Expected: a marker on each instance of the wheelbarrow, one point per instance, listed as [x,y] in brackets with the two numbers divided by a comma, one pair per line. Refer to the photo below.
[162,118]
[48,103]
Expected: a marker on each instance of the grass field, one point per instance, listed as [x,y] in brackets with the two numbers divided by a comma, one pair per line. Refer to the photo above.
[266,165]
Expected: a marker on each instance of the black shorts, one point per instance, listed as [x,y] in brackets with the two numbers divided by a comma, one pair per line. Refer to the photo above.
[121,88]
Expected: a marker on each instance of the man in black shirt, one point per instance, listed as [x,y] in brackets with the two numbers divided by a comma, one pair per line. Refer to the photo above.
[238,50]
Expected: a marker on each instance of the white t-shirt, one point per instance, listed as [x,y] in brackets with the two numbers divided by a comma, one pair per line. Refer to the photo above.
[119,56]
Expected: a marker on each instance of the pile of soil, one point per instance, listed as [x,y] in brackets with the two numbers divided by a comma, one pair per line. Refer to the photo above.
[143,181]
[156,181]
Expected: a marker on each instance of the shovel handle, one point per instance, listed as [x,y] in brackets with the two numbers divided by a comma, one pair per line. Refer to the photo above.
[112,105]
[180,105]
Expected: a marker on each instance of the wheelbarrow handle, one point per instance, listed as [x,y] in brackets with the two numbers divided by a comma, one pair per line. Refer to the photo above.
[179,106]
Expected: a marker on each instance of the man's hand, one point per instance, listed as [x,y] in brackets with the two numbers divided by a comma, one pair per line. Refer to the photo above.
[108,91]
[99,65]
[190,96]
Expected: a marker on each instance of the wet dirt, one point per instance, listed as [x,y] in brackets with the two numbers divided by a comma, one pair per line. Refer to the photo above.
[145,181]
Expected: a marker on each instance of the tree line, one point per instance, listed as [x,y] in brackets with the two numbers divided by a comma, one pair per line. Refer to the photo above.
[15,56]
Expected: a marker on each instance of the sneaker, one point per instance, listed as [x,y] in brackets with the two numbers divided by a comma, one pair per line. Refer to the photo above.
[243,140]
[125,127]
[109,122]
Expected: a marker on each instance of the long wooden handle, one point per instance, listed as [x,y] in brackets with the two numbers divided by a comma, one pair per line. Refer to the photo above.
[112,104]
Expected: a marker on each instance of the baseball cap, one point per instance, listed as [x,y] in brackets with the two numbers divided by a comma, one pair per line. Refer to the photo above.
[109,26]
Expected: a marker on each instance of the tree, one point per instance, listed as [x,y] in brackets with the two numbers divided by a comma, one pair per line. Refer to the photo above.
_ _ _
> [YOUR OBJECTIVE]: The expected output is every record, repeated exactly.

> [TASK ANSWER]:
Expected: a marker on each instance of the wheelbarrow, one point per instance, listed as [x,y] in brackets with the two numbers divided by a comma, one pair per line. Refer to the photo below.
[162,118]
[48,103]
Expected: a marker on each instance of the grass field, one point per instance, listed as [x,y] in brackets with the two numbers divided by a comma, one pair per line. Refer to the photo above.
[266,165]
Expected: a marker on each instance of the black shorts, one point per instance, listed as [x,y] in brackets with the two numbers divided by a comma, one pair per line. Refer to the photo above.
[121,88]
Expected: a marker on each instance of the man in black shirt, one point per instance, listed as [x,y] in brackets with the two numbers divided by a comma, one pair per line. Refer to the photo above.
[238,50]
Expected: a marker on each instance of the white t-shirt, one point per instance, listed as [x,y] in brackets with the two numbers divided by a comma, one pair per line. Refer to the photo above.
[119,56]
Expected: a marker on each instance of the pile of soil, one point per instance, listed as [x,y] in brackets with the two numbers divided by a comma, one pair per line. Refer to the photo above.
[143,181]
[156,181]
Expected: a marker on each instance of the shovel handle, one point per instance, listed as [x,y] in brackets with the two numbers divided by a comma, one pair per line. Refer to the photo above.
[112,105]
[180,105]
Expected: a marker on each instance of the wheelbarrow handle, one point per instance, listed as [x,y] in brackets with the two numbers divided by a comma, one pair per line. Refer to the photo above.
[179,106]
Expected: a marker on each instance of the man's hand, one point per instance, listed as [x,y] in brackets with the two numbers divided by a comma, one pair per line. Refer to the photo above.
[108,91]
[99,65]
[190,96]
Expected: a marker on each instance of the wet dirt, one point per instance, listed as [x,y] in brackets with the two numbers divided by a comma, one pair per line. Refer to the photo above.
[145,181]
Expected: a marker on each instance of the tree line, one point per instance, listed as [x,y] in brackets with the two numbers divided by a comma, one pair per line. Refer to the photo above.
[15,56]
Expected: a marker on each instance of the sneaker, one point per instance, listed as [x,y] in brackets with the two numbers divided by a comma, one pair per line. Refer to the photo above.
[243,140]
[125,127]
[109,122]
Expected: a marker on each instance of the long wooden handle, one point per instance, listed as [x,y] in brackets with the two numbers divided by a comma, one pair per line. Refer to the photo above.
[112,104]
Expected: a marker on each instance of the baseball cap, one point per instance, listed as [x,y] in brackets with the two numbers divided by a comma, one pair per line. Refer to the photo above.
[109,26]
Expected: a marker on each instance of the tree, one point per instance, listed as [x,y] in brackets with the two numbers divided by a comma, one pair per line. Refer to the photo above.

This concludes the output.